Of Homefinding, Reinvention, and the Mandela Effect
The older we get, the more we crave the comfort and stability of familiarity. What happens when we intentionally fight those urges to start fresh some place new?
Quick note: Substack has warned me that this post is too long for email, most likely because of all the photos I stuck in. I suggest you give it a read in your browser instead.
It’s been a long couple of months.
I don’t know when, exactly, we decided that we had to cash in on the ultra-hot real estate market in Phoenix and sell our suddenly much more valuable house, but it was probably some time in July. We’d been talking about it for almost a year — well before appreciation hit the double digits. The final decision came around the same time I decided to hand over the 7-year old publication I had founded. It had been my full time job, my means of provision, and in many ways, consumed my life. It was, therefore, also the source of the majority of my stress, and it was having a profoundly negative effect on my health and mental state, and it had other deleterious effects on the people who have to live with me. (I’ve often been referred to as an “ogre” by my family, and it’s hard to disagree with the comparison.)
My wife and I, having gone through a low point in both work and our marriage, managed to have come out the other side alive and happier, but decidedly exhausted. And inasmuch as our lives and home felt burdened by the baggage of our ordeals, we knew we wanted a fresh start. To get away from the bad memories that had taken root in the place we’d been living, and the barrenness of the desert with its accompanying soul-scorching heat. We had come back to Arizona in 2016 for several things: good charter schools, friends, a functional parish, and to take care of her rapidly-deteriorating father, now approaching 90 years of age. But COVID had given us cause to pull our kids out of school and its attendant masking requirements, some of our good friends had moved away (and the others we only rarely saw, because our lives were all so busy). Our parish, under its current, problematic leadership, had become a hostile place; one where it was clear we were no longer welcome. And my father in law had at last been forced to acquiesce to live with us full time, making it possible to liquidate his remaining properties and bring him with us wherever we decided to go.

####

Work instruction:
Copy out a passage from the essay on homefinding and reinvention word for word. Begin at the words "Of Homefinding, Reinvention, and" and stop after "couple of months.".

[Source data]

####

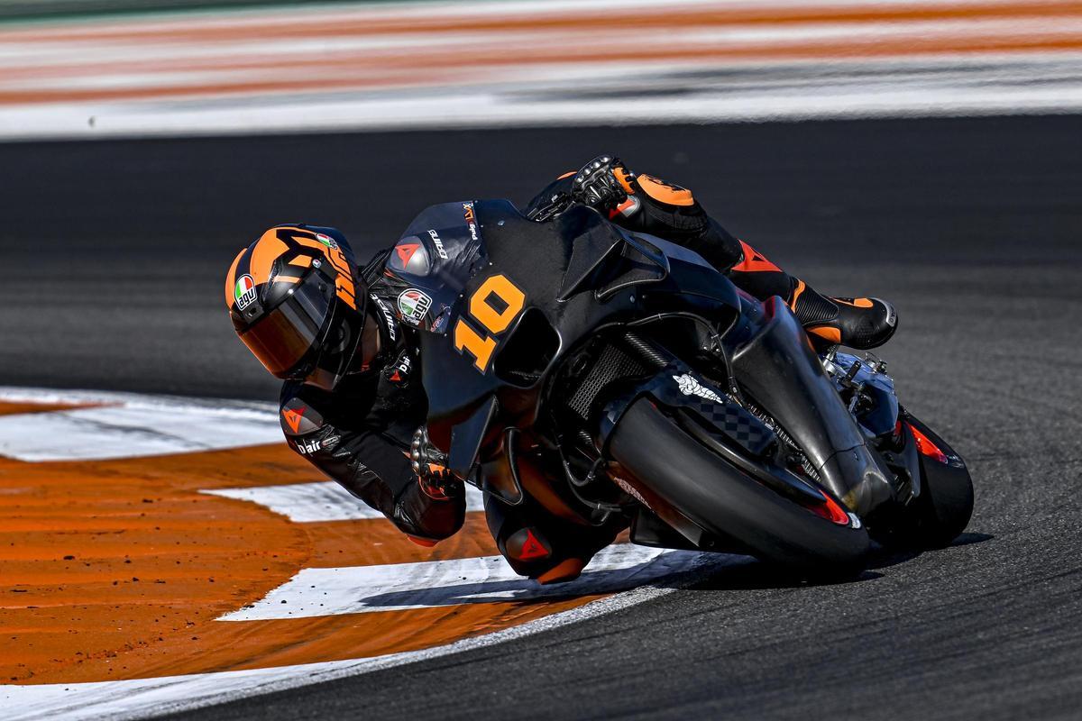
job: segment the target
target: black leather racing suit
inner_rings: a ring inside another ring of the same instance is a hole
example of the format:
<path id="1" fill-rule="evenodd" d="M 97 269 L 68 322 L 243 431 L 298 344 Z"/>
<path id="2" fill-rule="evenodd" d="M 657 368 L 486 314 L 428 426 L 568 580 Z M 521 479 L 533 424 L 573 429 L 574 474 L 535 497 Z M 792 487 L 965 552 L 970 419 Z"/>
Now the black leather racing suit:
<path id="1" fill-rule="evenodd" d="M 537 213 L 556 195 L 570 195 L 572 176 L 569 173 L 549 185 L 529 203 L 527 213 Z M 760 298 L 780 295 L 789 301 L 804 285 L 734 238 L 686 189 L 646 175 L 629 175 L 621 182 L 629 199 L 608 211 L 613 223 L 690 248 Z M 461 486 L 445 495 L 419 483 L 407 457 L 414 429 L 425 422 L 426 400 L 420 386 L 422 359 L 415 331 L 394 319 L 393 295 L 390 303 L 380 298 L 388 253 L 373 258 L 365 272 L 372 294 L 369 317 L 381 334 L 381 350 L 371 370 L 346 376 L 333 392 L 287 383 L 281 392 L 281 426 L 294 451 L 414 540 L 431 545 L 462 526 L 465 503 Z M 512 509 L 491 498 L 486 499 L 486 511 L 500 550 L 517 572 L 531 577 L 568 557 L 589 561 L 620 530 L 608 525 L 583 531 L 538 506 Z M 532 549 L 528 558 L 522 550 L 524 542 Z"/>

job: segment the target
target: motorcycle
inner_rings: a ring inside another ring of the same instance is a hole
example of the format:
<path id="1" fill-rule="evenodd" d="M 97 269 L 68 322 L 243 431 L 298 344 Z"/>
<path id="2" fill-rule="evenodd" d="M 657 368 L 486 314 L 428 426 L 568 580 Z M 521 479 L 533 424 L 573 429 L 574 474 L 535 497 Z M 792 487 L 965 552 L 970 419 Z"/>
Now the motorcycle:
<path id="1" fill-rule="evenodd" d="M 779 297 L 581 205 L 434 205 L 381 293 L 421 347 L 431 443 L 512 506 L 631 540 L 738 552 L 813 574 L 870 538 L 949 544 L 965 462 L 903 409 L 885 363 L 816 348 Z"/>

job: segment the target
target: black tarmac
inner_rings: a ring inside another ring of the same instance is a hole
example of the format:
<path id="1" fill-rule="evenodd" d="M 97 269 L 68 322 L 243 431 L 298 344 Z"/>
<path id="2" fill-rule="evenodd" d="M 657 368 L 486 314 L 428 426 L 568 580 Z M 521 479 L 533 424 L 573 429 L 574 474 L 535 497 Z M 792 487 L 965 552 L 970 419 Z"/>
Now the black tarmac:
<path id="1" fill-rule="evenodd" d="M 224 275 L 266 226 L 365 252 L 426 204 L 601 152 L 690 186 L 812 285 L 898 307 L 902 401 L 969 462 L 947 549 L 860 579 L 757 564 L 538 636 L 184 719 L 1079 718 L 1082 118 L 0 145 L 3 385 L 272 400 Z"/>

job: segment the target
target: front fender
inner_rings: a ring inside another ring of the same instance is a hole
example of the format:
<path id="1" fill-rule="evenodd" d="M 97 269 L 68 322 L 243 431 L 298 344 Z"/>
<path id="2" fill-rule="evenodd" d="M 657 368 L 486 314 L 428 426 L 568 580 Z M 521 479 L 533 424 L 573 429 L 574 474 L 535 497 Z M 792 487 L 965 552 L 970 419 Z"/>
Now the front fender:
<path id="1" fill-rule="evenodd" d="M 807 334 L 781 298 L 764 304 L 762 324 L 734 349 L 733 369 L 740 386 L 793 437 L 823 485 L 850 510 L 865 516 L 894 497 L 889 471 L 865 445 Z"/>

####

Solution below:
Of Homefinding, Reinvention, and the Mandela Effect
The older we get, the more we crave the comfort and stability of familiarity. What happens when we intentionally fight those urges to start fresh some place new?
Quick note: Substack has warned me that this post is too long for email, most likely because of all the photos I stuck in. I suggest you give it a read in your browser instead.
It’s been a long couple of months.